Segmentation data
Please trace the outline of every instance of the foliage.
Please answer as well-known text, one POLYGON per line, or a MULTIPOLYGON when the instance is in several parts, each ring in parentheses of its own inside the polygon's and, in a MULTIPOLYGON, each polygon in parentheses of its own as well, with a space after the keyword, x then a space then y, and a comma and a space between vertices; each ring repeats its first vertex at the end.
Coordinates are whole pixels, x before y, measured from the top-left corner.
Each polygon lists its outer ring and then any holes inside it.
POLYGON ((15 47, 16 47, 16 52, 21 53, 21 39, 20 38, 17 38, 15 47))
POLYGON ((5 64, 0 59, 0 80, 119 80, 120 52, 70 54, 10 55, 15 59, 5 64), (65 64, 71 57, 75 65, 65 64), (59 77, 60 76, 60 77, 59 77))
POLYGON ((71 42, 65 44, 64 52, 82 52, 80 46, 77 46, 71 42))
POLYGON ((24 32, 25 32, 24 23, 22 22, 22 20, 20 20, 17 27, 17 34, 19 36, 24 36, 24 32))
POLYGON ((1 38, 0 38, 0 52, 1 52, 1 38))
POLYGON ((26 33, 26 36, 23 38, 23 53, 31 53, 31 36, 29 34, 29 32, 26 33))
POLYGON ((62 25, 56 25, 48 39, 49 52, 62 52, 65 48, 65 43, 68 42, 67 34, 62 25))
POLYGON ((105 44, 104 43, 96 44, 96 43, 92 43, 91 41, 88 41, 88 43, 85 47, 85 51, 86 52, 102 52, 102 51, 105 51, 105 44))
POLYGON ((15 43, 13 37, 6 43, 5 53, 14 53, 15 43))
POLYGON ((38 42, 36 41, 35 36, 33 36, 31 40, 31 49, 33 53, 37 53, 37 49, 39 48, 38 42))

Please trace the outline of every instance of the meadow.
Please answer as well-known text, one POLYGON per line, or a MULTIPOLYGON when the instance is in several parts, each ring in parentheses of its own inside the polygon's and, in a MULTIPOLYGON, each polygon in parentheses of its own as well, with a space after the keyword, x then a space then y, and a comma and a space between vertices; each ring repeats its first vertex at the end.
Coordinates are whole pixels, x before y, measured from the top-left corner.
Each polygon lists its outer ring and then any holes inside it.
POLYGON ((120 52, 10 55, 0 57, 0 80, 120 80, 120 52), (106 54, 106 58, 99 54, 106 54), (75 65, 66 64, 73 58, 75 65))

Given exercise = Render every line of the rows above as a numbered list, leaving out any blank lines.

Task response =
1. Please trace the outline of every instance of the foliage.
2. Please answer as well-known text, one POLYGON per line, or a MULTIPOLYGON when the instance is in several parts, each ring in parentheses of its own inside the polygon's and, in a MULTIPOLYGON, each polygon in parentheses of its own as well, with a space after the keyword, x then a space then y, and a comma and a space between vertices; each ring repeats its first vertex at the end.
3. Coordinates are whole pixels, x before y, measured from the top-left corner.
4. Each polygon lists its outer ring and then any holes inside it.
5. POLYGON ((15 47, 16 47, 16 52, 21 53, 21 39, 20 38, 17 38, 15 47))
6. POLYGON ((5 64, 0 59, 0 80, 119 80, 120 52, 70 54, 10 55, 15 59, 5 64), (65 64, 71 57, 75 65, 65 64), (59 77, 60 76, 60 77, 59 77))
7. POLYGON ((71 42, 65 44, 64 52, 82 52, 80 46, 77 46, 71 42))
8. POLYGON ((24 32, 25 32, 24 23, 22 22, 22 20, 20 20, 17 27, 17 34, 19 36, 24 36, 24 32))
9. POLYGON ((1 38, 0 38, 0 52, 1 52, 1 38))
10. POLYGON ((26 33, 26 36, 23 38, 23 53, 31 53, 31 36, 29 34, 29 32, 26 33))
11. POLYGON ((62 25, 56 25, 48 39, 49 52, 62 52, 65 48, 65 43, 68 42, 67 34, 62 25))
12. POLYGON ((105 44, 104 43, 96 44, 96 43, 92 43, 91 41, 88 41, 88 43, 85 47, 85 51, 86 52, 102 52, 102 51, 105 51, 105 44))
13. POLYGON ((15 43, 13 37, 6 43, 5 53, 14 53, 15 43))
14. POLYGON ((38 42, 36 41, 35 36, 33 36, 31 40, 31 49, 33 53, 37 53, 37 49, 39 48, 38 42))
15. Please trace the outline of every instance of the meadow.
16. Please answer as well-known text, one POLYGON per line, or a MULTIPOLYGON when the instance is in several parts, each ring in parentheses of its own inside the polygon's and, in a MULTIPOLYGON, each polygon in parentheses of its own as well, with a space after the keyword, x then a space then y, and a comma and a space between vertices; each ring repeats its first vertex at the end.
17. Coordinates are whole pixels, x before y, measured from the top-left corner.
18. Each polygon lists its outer ring and then any holes inside it.
19. POLYGON ((120 52, 10 55, 0 57, 0 80, 120 80, 120 52), (106 54, 106 58, 99 54, 106 54), (75 65, 66 64, 73 58, 75 65))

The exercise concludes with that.